[EXCERPTED DATA]
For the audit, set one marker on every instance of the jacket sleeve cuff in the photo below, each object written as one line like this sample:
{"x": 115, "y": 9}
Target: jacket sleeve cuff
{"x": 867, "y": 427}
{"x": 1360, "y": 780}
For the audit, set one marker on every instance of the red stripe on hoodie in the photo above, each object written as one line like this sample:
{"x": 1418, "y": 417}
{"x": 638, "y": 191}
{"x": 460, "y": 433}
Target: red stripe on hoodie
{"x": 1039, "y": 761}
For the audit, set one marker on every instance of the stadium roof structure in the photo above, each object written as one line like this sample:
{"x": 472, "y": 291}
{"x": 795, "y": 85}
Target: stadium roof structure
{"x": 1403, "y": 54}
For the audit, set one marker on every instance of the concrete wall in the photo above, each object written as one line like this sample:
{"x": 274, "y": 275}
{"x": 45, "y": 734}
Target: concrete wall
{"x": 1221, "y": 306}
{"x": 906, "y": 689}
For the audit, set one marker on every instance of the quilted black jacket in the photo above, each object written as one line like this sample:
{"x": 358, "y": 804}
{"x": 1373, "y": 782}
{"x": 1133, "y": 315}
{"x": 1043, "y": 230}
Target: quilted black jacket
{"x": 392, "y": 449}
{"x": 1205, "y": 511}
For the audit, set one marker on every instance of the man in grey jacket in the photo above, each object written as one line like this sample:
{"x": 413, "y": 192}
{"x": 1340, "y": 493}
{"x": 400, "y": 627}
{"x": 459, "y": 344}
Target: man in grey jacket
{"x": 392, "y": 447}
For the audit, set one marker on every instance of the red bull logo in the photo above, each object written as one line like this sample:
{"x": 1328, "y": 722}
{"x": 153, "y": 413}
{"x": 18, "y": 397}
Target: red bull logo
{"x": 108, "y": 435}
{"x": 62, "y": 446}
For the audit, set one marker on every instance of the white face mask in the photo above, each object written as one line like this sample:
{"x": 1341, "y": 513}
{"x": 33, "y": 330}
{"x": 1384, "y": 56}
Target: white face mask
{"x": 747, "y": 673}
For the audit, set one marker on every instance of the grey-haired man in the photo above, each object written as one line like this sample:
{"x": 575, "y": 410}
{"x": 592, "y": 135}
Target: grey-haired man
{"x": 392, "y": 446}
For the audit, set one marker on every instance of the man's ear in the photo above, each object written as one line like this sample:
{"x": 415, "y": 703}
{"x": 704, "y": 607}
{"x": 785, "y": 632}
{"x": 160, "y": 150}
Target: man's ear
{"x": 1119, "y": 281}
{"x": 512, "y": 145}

[EXERCISE] All the lines above need to be retyped exactly, with nothing left out.

[REPLY TO THE EXERCISE]
For the audit, set one marker on every instance of the jacket sleeve cuff in the photo below, each object written as one line like this sample:
{"x": 115, "y": 9}
Target: jacket sleeve cuff
{"x": 867, "y": 427}
{"x": 1360, "y": 780}
For the audit, set one marker on every instance of the red stripe on hoodie in the photo above, each object written as one line like this sample:
{"x": 1418, "y": 417}
{"x": 638, "y": 191}
{"x": 460, "y": 433}
Target: red stripe on hoodie
{"x": 1039, "y": 761}
For the audit, set one marker on every instance of the stadium roof structure in the photo above, each object written as one line like this sample:
{"x": 472, "y": 291}
{"x": 795, "y": 85}
Target: stadium roof structure
{"x": 1403, "y": 54}
For the audit, set one marker on every instance of the concrete wall in the photo above, each object written as one line like this sample:
{"x": 274, "y": 275}
{"x": 45, "y": 734}
Target: concrete wall
{"x": 1221, "y": 306}
{"x": 906, "y": 689}
For the audit, set one marker on every instance of the quilted black jacket in the photo above, each object written as one line like this sample:
{"x": 358, "y": 804}
{"x": 1373, "y": 782}
{"x": 1133, "y": 315}
{"x": 1043, "y": 230}
Target: quilted black jacket
{"x": 392, "y": 449}
{"x": 1205, "y": 511}
For the audit, set one marker on every instance of the man in grey jacket in the photo above, each object written as one line like this sample:
{"x": 413, "y": 192}
{"x": 1340, "y": 493}
{"x": 400, "y": 627}
{"x": 459, "y": 344}
Target: man in grey jacket
{"x": 392, "y": 447}
For the audit, set one marker on every instance of the red bull logo in the photo above, each object written as one line like this sample:
{"x": 1328, "y": 722}
{"x": 153, "y": 413}
{"x": 18, "y": 397}
Target: red bull logo
{"x": 108, "y": 435}
{"x": 62, "y": 446}
For the audit, set one marker on every instance of the white face mask in the photo above, each object written as one line like this sample:
{"x": 1341, "y": 513}
{"x": 33, "y": 330}
{"x": 1384, "y": 56}
Target: white face mask
{"x": 747, "y": 673}
For the audit, set one marker on every instance of the grey-haired man in the photo above, each object written as one line like this sample:
{"x": 575, "y": 410}
{"x": 592, "y": 135}
Target: grey-haired man
{"x": 392, "y": 446}
For the audit, set one marker on every instance of the man's ear in the photo above, each object written as one line like this sample:
{"x": 415, "y": 703}
{"x": 704, "y": 607}
{"x": 785, "y": 632}
{"x": 160, "y": 150}
Target: man's ear
{"x": 1119, "y": 281}
{"x": 512, "y": 145}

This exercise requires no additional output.